TASKS AND EXERCISES:
• 1. In the passage on judicial independence, what term does Kim Lane Scheppele use for preserving the shell of the liberal state while hollowing out its moral core?
• 2. Continue the passage on judicial independence and autocratic legalism from its final sentence.

GIVEN TEXT:
━━━━━━

What makes the Indian experience instructive is how institutional decline coexists with democratic ritual. Courts still sit, judgments are still written—but the spirit of independence is hollowed out. Kim Lane Scheppele calls this “autocratic legalism,” where autocrats “carefully preserve the shell of the prior liberal state—the same institutions, the same ceremonies, an overall appearance of rights protection—but in the meantime they hollow out its moral core.”
When bar associations celebrate transgressions rather than censure them and when lawyers fear to sign affidavits, the system’s form remains, but its function dies.
The Duty To Speak
The takeaway from that evening at the New York City Bar was clear: silence is not neutrality—it is surrender. The “Thousand Robes March” in Poland, and lower court judges criticising the Supreme Court in the US, show that extraordinary situations demand extraordinary measures.

━━━━━━

INFORMATION SHOWN:
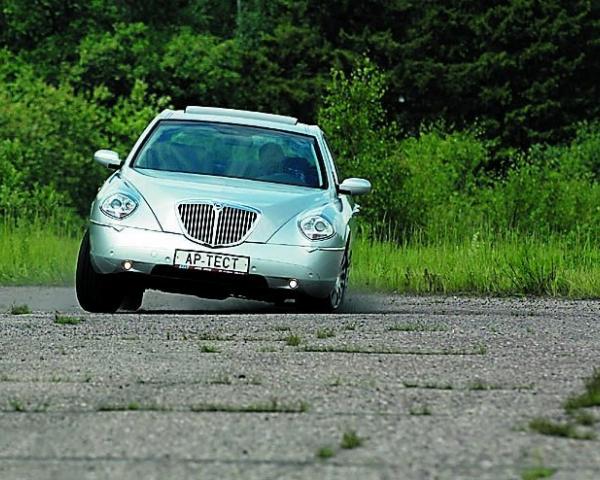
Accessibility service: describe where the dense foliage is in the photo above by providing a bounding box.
[0,0,600,244]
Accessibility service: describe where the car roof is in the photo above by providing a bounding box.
[158,106,321,136]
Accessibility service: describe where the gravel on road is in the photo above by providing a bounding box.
[0,287,600,480]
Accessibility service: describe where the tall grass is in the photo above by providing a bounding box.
[351,233,600,298]
[0,220,600,298]
[0,218,81,285]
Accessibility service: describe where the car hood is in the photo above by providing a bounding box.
[122,169,329,243]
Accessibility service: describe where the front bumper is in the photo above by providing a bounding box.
[90,223,344,298]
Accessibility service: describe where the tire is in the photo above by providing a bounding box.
[296,243,352,313]
[121,288,144,312]
[75,231,125,313]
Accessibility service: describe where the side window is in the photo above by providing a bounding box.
[323,135,340,185]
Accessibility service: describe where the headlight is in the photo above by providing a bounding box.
[298,215,335,240]
[100,193,137,220]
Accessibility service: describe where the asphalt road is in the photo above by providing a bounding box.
[0,288,600,480]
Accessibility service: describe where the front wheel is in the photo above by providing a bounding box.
[75,231,124,313]
[296,246,351,313]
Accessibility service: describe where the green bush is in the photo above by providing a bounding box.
[320,60,600,242]
[0,51,168,215]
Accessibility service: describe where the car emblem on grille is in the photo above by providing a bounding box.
[177,201,259,247]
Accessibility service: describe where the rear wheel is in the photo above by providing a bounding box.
[296,246,351,313]
[75,231,124,313]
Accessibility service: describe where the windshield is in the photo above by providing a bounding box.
[133,121,326,188]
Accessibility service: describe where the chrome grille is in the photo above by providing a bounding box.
[177,203,258,247]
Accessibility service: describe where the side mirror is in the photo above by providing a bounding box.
[338,178,371,195]
[94,150,121,168]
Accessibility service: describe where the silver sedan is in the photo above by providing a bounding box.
[76,107,371,312]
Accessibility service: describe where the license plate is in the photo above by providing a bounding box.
[174,250,250,273]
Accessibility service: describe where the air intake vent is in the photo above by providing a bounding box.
[177,203,258,247]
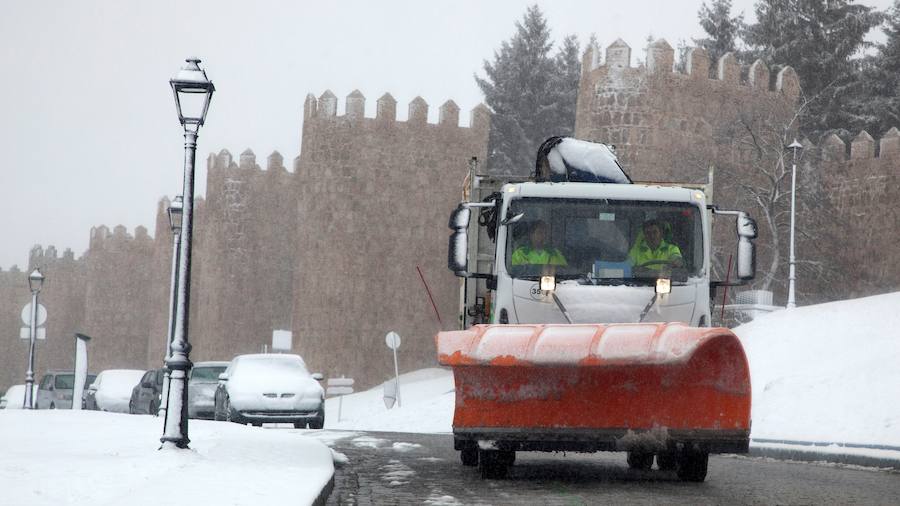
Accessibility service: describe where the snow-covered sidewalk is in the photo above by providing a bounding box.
[0,410,334,506]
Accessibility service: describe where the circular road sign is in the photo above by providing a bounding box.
[384,330,400,350]
[22,302,47,326]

━━━━━━

RESULTS:
• 1. Autocratic legalism.

• 2.
Yet sitting judges may not be free to speak, constrained by judicial propriety. This is why Justice Muralidhar’s observation that “independence of Bar will come from lawyers believing in constitutional values and human rights”, captures the essence of the fight.
Judicial independence cannot be imposed from above; it must be cultivated from below—through lawyers who defend unpopular causes, scholars who challenge orthodoxy, and citizens who demand accountability.
The struggle is global, but so too is the solidarity that can sustain it.